#### Written problem
Rewrite all the entries below as a Markdown table with two columns, Row and Line. Give each non-blank line its own numbered row and omit blank lines.

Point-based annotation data
****************************************
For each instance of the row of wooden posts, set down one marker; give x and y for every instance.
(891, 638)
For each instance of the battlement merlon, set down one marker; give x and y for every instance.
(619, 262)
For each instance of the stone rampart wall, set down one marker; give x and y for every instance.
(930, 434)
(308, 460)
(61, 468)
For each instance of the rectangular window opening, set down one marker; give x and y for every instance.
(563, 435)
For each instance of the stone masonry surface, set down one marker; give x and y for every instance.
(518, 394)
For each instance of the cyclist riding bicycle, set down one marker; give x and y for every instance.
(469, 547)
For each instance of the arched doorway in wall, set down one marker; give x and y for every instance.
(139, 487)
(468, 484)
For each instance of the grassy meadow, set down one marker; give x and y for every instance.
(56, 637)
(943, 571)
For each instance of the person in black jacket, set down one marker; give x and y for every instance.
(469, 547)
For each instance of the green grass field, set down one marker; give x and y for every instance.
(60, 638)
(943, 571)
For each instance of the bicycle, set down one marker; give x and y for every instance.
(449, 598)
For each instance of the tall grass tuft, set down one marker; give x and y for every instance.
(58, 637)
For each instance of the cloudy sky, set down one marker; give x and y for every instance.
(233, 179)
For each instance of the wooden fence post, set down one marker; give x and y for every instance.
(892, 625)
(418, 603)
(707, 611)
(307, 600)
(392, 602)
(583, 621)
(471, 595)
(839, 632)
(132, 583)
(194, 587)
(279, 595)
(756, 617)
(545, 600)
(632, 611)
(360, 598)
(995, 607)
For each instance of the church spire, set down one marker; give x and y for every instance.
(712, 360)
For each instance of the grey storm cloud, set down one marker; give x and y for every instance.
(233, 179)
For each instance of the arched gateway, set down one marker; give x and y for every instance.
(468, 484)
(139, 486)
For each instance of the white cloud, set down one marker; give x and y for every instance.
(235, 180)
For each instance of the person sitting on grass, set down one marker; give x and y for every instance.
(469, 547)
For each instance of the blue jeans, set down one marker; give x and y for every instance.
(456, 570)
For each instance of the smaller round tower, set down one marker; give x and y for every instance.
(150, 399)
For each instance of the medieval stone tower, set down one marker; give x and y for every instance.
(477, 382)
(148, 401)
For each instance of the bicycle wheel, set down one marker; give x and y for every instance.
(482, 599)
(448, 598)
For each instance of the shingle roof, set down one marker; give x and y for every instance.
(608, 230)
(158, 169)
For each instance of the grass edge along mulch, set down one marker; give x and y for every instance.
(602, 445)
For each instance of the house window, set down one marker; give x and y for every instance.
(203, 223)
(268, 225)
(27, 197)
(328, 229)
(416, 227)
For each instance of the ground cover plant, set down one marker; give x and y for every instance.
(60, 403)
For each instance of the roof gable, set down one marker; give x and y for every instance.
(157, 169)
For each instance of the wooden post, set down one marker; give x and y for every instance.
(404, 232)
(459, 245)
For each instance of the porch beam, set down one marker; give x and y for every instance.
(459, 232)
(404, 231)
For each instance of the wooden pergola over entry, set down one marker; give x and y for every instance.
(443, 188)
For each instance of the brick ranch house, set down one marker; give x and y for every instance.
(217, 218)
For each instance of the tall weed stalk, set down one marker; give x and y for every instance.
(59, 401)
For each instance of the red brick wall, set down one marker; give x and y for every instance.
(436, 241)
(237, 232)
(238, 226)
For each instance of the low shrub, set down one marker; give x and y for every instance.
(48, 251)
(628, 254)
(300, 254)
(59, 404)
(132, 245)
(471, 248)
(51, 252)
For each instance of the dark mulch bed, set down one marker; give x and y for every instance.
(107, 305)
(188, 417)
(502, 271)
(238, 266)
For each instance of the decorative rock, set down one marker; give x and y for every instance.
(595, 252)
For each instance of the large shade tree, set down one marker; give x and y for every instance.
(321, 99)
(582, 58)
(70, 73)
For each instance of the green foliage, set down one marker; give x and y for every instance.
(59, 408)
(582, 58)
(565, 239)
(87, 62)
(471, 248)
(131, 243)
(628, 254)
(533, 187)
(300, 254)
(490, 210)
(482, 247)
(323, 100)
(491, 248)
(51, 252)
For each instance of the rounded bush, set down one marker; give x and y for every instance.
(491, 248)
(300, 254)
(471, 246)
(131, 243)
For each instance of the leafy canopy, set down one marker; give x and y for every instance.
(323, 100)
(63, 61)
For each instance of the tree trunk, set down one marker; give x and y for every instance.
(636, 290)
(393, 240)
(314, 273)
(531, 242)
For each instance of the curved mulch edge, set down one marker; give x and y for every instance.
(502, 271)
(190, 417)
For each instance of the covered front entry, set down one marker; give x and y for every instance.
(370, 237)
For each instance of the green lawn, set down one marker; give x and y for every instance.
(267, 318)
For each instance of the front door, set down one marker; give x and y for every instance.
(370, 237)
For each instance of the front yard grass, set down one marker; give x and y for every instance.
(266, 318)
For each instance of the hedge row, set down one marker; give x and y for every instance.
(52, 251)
****************************************
#### Task answer
| Row | Line |
|---|---|
| 1 | For each instance of the row of wooden posts, set down one marker; give x and y for every instance. |
| 2 | (891, 638) |
| 3 | For each instance of the battlement merlon, set down one marker; give x and y for every instance. |
| 4 | (619, 262) |
| 5 | For each instance of the stone rampart wall, set down one marker; give x and y for every instance. |
| 6 | (930, 434) |
| 7 | (308, 460) |
| 8 | (61, 468) |
| 9 | For each instance of the rectangular window opening, set down one marker; give x and y for every instance. |
| 10 | (563, 435) |
| 11 | For each instance of the stone masonry surface, set down one marker; give x and y for every instance. |
| 12 | (518, 394) |
| 13 | For each instance of the cyclist riding bicycle, set down one marker; give x and y for every instance. |
| 14 | (469, 547) |
| 15 | For each instance of the arched doorway in wall, set down one marker; give x and y for every instance. |
| 16 | (139, 487) |
| 17 | (468, 484) |
| 18 | For each instance of the grassy meadow, set down one marker; give x and y for every instance. |
| 19 | (56, 637) |
| 20 | (943, 571) |
| 21 | For each instance of the person in black jacket, set down one marker; give x and y for every instance. |
| 22 | (469, 547) |
| 23 | For each instance of the green grass field, set down one marker; give x and y for every instance. |
| 24 | (60, 638) |
| 25 | (943, 571) |
| 26 | For each instance of the bicycle, set down one marker; give x and y for every instance. |
| 27 | (449, 598) |
| 28 | For each instance of the tall grass tuft, set down one marker; give x and y for every instance. |
| 29 | (58, 637) |
| 30 | For each instance of the cloudy sky, set down one marker; give x and y for every instance. |
| 31 | (233, 179) |
| 32 | For each instance of the wooden fence post, set down one marker; give x and y for every instance. |
| 33 | (892, 625) |
| 34 | (418, 603) |
| 35 | (707, 611) |
| 36 | (307, 600) |
| 37 | (392, 602) |
| 38 | (583, 621) |
| 39 | (471, 595) |
| 40 | (839, 632) |
| 41 | (132, 583) |
| 42 | (194, 587) |
| 43 | (279, 595) |
| 44 | (756, 617) |
| 45 | (545, 600) |
| 46 | (632, 611) |
| 47 | (360, 598) |
| 48 | (995, 607) |
| 49 | For each instance of the church spire, set down one marker; give x and y for every instance. |
| 50 | (712, 360) |
| 51 | For each instance of the grey storm cloud, set down one marker; give x and y for every instance. |
| 52 | (233, 179) |
| 53 | For each instance of the arched gateway, set down one marker; give x and y for every instance. |
| 54 | (468, 484) |
| 55 | (139, 486) |
| 56 | For each instance of the white cloud, set down one marker; give x and y for every instance. |
| 57 | (235, 180) |
| 58 | For each instance of the person sitting on grass, set down one marker; give x and y for every instance. |
| 59 | (469, 547) |
| 60 | For each instance of the blue jeans, set down one marker; give x and y for every instance. |
| 61 | (456, 570) |
| 62 | For each instance of the smaller round tower, set down one marker; give x and y for every instance. |
| 63 | (150, 399) |
| 64 | For each instance of the medieval stone tower, set down one marker; give x and y for every instance. |
| 65 | (477, 382) |
| 66 | (148, 401) |
| 67 | For each instance of the bicycle wheel, set down one marker; give x and y for every instance. |
| 68 | (482, 599) |
| 69 | (448, 598) |
| 70 | For each instance of the shingle roof, set down one marker; give x and y for every instance. |
| 71 | (608, 230) |
| 72 | (158, 169) |
| 73 | For each instance of the grass edge along mulch, set down one marker; give x and y for every instance. |
| 74 | (602, 445) |
| 75 | For each instance of the house window, set down one marker; give x and y for every instance. |
| 76 | (203, 223) |
| 77 | (268, 225) |
| 78 | (27, 197) |
| 79 | (328, 229) |
| 80 | (416, 227) |
| 81 | For each instance of the ground cover plant, set down one marker; give x and y for every instance. |
| 82 | (60, 403) |
| 83 | For each instance of the roof gable, set down one marker; give x and y for every instance. |
| 84 | (157, 169) |
| 85 | For each instance of the wooden post, set down one marker; give x and y for every instance. |
| 86 | (404, 232) |
| 87 | (459, 245) |
| 88 | For each instance of the porch beam, set down one marker; give x and y for every instance. |
| 89 | (459, 232) |
| 90 | (404, 231) |
| 91 | For each instance of the wooden pergola over entry, set down one marker; give x and y for every instance. |
| 92 | (443, 188) |
| 93 | For each instance of the brick ranch house, set down one marker; give x and y for every instance. |
| 94 | (217, 218) |
| 95 | For each instance of the tall weed stalk, set down one marker; give x and y for every instance. |
| 96 | (59, 401) |
| 97 | For each instance of the red brick wall, set down one marker; give x and y for every instance. |
| 98 | (436, 241) |
| 99 | (237, 232) |
| 100 | (238, 226) |
| 101 | For each instance of the low shrub, set down one marker; give x and y for every instance. |
| 102 | (48, 251) |
| 103 | (628, 254) |
| 104 | (300, 254) |
| 105 | (59, 404) |
| 106 | (132, 245) |
| 107 | (471, 248) |
| 108 | (51, 252) |
| 109 | For each instance of the dark mulch bed, set down one marker; give x and y for every instance. |
| 110 | (107, 305) |
| 111 | (188, 417) |
| 112 | (502, 271) |
| 113 | (238, 266) |
| 114 | For each instance of the decorative rock, set down one marker; give x and y for every instance. |
| 115 | (595, 252) |
| 116 | For each instance of the large shade tree, set down one marker; give x and y for every instance. |
| 117 | (321, 99) |
| 118 | (582, 58) |
| 119 | (70, 73) |
| 120 | For each instance of the green foliage, set down one marker; give x and y for every instance. |
| 121 | (59, 408) |
| 122 | (582, 58) |
| 123 | (565, 239) |
| 124 | (87, 62) |
| 125 | (471, 248) |
| 126 | (131, 243) |
| 127 | (628, 254) |
| 128 | (533, 187) |
| 129 | (300, 254) |
| 130 | (490, 210) |
| 131 | (482, 247) |
| 132 | (323, 100) |
| 133 | (491, 248) |
| 134 | (51, 252) |
| 135 | For each instance of the rounded bush, set down one marker; give x and y for every instance. |
| 136 | (491, 248) |
| 137 | (300, 254) |
| 138 | (471, 246) |
| 139 | (131, 243) |
| 140 | For each instance of the leafy canopy, set down one marker; give x and y for every instance. |
| 141 | (323, 100) |
| 142 | (63, 61) |
| 143 | For each instance of the tree trunk, set down one marker; give x and y for every instance. |
| 144 | (636, 290) |
| 145 | (393, 240) |
| 146 | (314, 273) |
| 147 | (531, 242) |
| 148 | For each instance of the curved mulch edge, set down one marker; give x and y for every instance. |
| 149 | (502, 271) |
| 150 | (190, 417) |
| 151 | For each instance of the covered front entry, set down one marker; give x and y for every instance. |
| 152 | (370, 237) |
| 153 | For each instance of the green lawn, set down one marker; give x and y for every instance. |
| 154 | (267, 318) |
| 155 | For each instance of the front door, set down one marker; give x and y for every instance. |
| 156 | (370, 237) |
| 157 | For each instance of the front yard grass, set down one marker; give x and y for every instance. |
| 158 | (266, 318) |
| 159 | For each instance of the hedge row, set down one marker; give x and y for every instance. |
| 160 | (52, 251) |